● **TASK GOAL**:
Write out exactly the lines running from the one that contains "Find — the doorway" through the end of the material.

● **EXTRACTED DATA**:
• • •

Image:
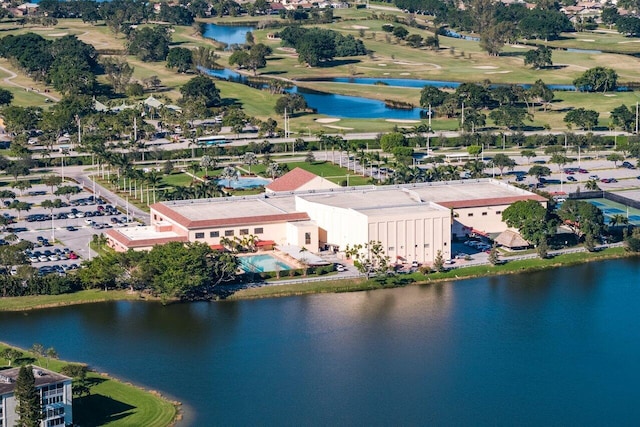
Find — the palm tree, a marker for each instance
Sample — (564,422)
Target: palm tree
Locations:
(51,205)
(250,159)
(273,170)
(592,185)
(153,178)
(618,219)
(20,206)
(229,173)
(207,162)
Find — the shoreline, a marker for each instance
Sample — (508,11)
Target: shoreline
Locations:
(181,412)
(37,302)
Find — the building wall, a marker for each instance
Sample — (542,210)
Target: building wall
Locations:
(413,237)
(8,403)
(318,183)
(487,219)
(211,236)
(341,226)
(297,235)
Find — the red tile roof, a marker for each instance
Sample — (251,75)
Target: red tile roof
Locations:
(291,181)
(131,243)
(222,222)
(458,204)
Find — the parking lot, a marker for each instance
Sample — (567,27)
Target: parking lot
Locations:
(61,235)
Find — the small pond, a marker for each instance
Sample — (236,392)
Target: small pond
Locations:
(242,182)
(262,263)
(229,34)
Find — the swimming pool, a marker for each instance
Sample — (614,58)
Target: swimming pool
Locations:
(244,182)
(262,263)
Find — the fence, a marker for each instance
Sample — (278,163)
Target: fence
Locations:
(614,197)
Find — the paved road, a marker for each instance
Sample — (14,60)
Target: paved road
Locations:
(82,177)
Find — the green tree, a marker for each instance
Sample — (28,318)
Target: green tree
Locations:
(150,43)
(29,408)
(390,141)
(431,95)
(538,58)
(623,117)
(5,97)
(201,88)
(586,119)
(597,79)
(370,258)
(118,72)
(582,218)
(180,58)
(531,219)
(438,262)
(494,255)
(615,158)
(502,161)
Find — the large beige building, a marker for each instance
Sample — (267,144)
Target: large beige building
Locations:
(412,221)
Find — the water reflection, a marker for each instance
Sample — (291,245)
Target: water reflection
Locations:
(476,352)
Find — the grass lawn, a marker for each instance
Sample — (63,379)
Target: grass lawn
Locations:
(328,170)
(81,297)
(111,402)
(511,267)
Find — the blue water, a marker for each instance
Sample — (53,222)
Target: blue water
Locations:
(262,263)
(335,105)
(420,83)
(227,34)
(244,182)
(551,348)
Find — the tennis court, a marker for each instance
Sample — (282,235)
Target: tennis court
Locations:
(610,208)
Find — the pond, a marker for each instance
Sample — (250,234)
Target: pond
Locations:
(555,347)
(244,182)
(229,34)
(335,105)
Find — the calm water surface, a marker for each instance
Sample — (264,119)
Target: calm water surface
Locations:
(550,348)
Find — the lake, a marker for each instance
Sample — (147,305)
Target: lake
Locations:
(558,347)
(229,34)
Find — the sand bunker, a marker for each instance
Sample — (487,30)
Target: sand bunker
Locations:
(402,121)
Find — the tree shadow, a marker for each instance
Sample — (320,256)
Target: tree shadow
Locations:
(97,409)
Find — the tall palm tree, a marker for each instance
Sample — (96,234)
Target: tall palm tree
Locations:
(250,159)
(229,173)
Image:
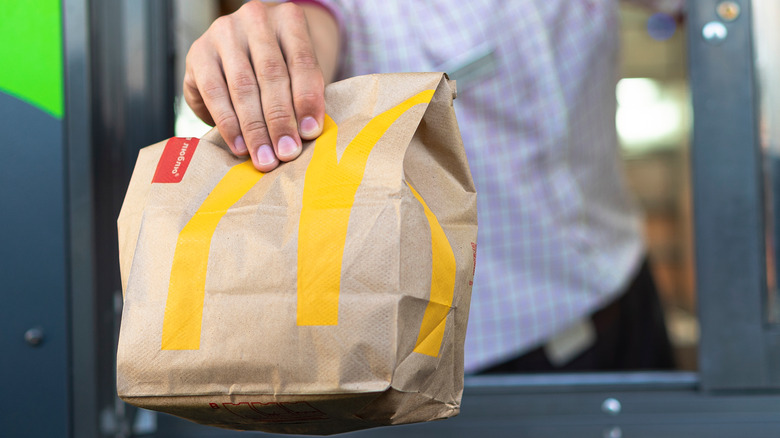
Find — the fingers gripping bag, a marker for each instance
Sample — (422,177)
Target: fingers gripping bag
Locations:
(328,295)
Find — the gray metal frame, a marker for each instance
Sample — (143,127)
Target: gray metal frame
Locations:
(739,350)
(112,110)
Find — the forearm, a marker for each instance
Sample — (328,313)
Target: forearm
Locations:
(324,32)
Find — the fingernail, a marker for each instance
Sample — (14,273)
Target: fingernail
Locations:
(265,155)
(309,126)
(240,145)
(287,147)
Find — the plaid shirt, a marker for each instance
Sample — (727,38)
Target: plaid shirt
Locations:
(559,235)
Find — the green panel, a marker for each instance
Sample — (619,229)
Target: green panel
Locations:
(31,53)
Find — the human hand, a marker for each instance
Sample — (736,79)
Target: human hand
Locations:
(255,74)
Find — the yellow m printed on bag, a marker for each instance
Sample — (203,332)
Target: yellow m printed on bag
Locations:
(329,192)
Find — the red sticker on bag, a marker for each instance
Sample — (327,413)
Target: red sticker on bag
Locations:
(175,159)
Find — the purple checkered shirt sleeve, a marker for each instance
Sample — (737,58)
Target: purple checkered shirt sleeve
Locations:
(559,235)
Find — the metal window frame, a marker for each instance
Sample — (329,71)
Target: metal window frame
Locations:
(732,392)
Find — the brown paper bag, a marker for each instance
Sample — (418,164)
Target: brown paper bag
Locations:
(328,295)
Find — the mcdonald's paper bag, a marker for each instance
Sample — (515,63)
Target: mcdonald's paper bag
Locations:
(328,295)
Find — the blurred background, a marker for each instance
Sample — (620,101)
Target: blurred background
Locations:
(112,84)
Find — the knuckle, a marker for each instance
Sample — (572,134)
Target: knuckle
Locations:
(212,90)
(255,127)
(253,9)
(274,70)
(304,60)
(222,26)
(278,115)
(308,100)
(226,120)
(244,84)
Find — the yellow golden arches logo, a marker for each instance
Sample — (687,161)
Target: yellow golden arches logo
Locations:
(187,286)
(329,192)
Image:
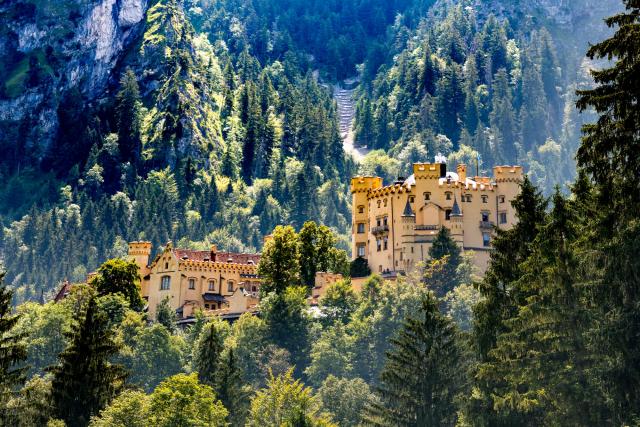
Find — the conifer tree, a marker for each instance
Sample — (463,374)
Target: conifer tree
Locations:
(230,388)
(423,373)
(84,381)
(12,349)
(208,349)
(128,117)
(610,154)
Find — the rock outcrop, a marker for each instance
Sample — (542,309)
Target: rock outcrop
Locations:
(49,48)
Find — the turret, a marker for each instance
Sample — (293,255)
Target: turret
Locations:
(140,253)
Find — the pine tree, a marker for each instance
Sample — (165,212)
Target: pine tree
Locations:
(84,381)
(230,388)
(128,117)
(610,154)
(423,373)
(12,349)
(207,351)
(538,365)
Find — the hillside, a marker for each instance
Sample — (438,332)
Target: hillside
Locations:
(211,122)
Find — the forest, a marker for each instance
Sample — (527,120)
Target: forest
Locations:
(220,129)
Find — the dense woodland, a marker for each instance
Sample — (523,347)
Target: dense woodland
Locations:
(549,335)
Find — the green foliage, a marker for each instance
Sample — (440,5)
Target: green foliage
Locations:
(286,402)
(339,302)
(345,399)
(118,276)
(12,350)
(279,264)
(423,373)
(166,315)
(84,381)
(287,321)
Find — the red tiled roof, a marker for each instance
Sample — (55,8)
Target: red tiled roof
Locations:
(236,258)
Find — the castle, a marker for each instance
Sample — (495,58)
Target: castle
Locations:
(221,283)
(393,225)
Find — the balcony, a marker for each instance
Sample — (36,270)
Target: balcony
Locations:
(380,229)
(487,225)
(426,227)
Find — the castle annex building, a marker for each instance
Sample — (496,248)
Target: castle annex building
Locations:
(224,283)
(393,226)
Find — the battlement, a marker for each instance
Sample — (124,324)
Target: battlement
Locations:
(139,248)
(430,170)
(508,173)
(365,183)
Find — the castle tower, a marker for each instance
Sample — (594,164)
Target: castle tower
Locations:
(140,253)
(360,188)
(457,223)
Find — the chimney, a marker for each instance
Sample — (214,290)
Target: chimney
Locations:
(462,172)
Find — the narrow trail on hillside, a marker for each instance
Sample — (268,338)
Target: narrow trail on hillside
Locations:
(346,115)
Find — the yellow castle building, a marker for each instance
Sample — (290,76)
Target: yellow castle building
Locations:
(221,283)
(393,226)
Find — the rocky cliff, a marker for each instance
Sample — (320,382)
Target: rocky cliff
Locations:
(50,47)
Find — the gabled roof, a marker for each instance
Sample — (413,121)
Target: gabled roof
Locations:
(407,209)
(455,211)
(233,257)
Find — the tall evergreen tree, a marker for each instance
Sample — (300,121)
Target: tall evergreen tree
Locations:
(207,351)
(12,349)
(84,381)
(610,154)
(128,116)
(423,373)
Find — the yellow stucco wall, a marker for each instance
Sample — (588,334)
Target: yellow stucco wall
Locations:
(431,192)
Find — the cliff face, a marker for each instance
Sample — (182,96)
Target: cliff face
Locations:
(50,47)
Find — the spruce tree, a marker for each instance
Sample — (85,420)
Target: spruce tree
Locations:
(423,373)
(208,349)
(230,388)
(538,366)
(128,117)
(84,381)
(610,154)
(12,349)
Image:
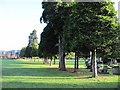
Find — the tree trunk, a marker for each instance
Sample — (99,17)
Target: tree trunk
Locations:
(50,60)
(91,59)
(75,63)
(77,60)
(54,59)
(45,60)
(94,63)
(61,56)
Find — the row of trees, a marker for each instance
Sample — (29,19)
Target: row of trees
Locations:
(79,27)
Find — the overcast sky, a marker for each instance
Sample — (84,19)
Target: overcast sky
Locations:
(18,18)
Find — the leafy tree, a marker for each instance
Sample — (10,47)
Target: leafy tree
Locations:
(54,14)
(22,52)
(32,48)
(92,27)
(47,46)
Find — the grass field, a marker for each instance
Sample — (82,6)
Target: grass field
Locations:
(26,74)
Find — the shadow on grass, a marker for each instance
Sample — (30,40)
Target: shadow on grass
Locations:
(52,72)
(56,84)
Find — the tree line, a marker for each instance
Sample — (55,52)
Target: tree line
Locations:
(79,27)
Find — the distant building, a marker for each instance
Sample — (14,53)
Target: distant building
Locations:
(13,54)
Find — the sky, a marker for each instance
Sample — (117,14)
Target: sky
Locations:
(18,18)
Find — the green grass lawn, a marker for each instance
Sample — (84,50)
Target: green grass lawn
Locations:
(26,74)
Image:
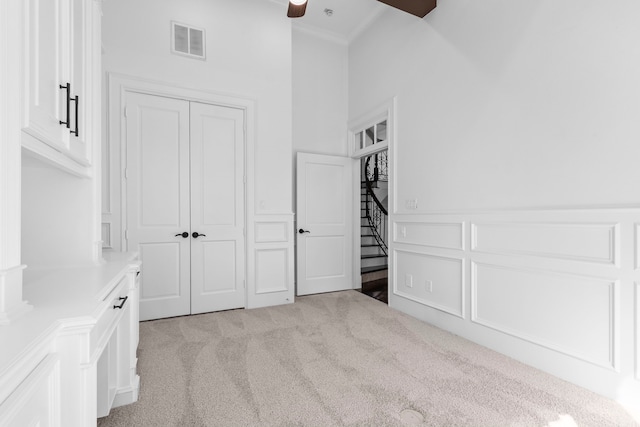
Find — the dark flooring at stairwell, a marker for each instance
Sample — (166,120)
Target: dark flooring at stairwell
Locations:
(377,289)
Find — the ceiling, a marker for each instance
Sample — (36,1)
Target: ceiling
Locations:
(348,19)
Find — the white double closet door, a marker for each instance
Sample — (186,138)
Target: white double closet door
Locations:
(185,204)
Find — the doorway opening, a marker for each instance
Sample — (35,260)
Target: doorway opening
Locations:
(374,208)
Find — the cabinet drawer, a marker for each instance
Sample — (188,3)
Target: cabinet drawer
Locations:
(110,312)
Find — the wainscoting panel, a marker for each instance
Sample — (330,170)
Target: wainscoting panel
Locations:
(558,289)
(106,235)
(435,281)
(272,270)
(270,274)
(437,235)
(594,243)
(567,313)
(272,231)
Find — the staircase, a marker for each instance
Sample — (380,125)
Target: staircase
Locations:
(373,218)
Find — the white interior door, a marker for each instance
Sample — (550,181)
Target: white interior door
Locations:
(324,223)
(217,208)
(157,174)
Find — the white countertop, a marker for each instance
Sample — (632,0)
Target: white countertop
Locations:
(58,294)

• • •

● **RESULT FOR THIS EXERCISE**:
Find — the doorway opening, a marker for each instance
Sample — (35,260)
Target: doorway opening
Locations:
(374,208)
Find — the cabinet drawer, a marker for each instance
Sample — (188,3)
Target: cabinet drawer
Locations:
(110,312)
Find — the wainscoting panel, a marker for each instance
Sample — (330,170)
Target: wainscoting panel
Locations:
(558,289)
(106,235)
(435,281)
(272,270)
(270,274)
(437,235)
(594,243)
(567,313)
(272,231)
Find — the staircase, a marker for each instance
Sample — (380,125)
Target: staircase
Locations:
(373,218)
Find — the white interior door, a marker for each instance
Sample — (550,181)
Target: white interior door
Locations:
(324,223)
(217,208)
(157,174)
Find — the white countertop, a marker for each instance
Sample — (632,0)
Target: white countertop
Locations:
(58,294)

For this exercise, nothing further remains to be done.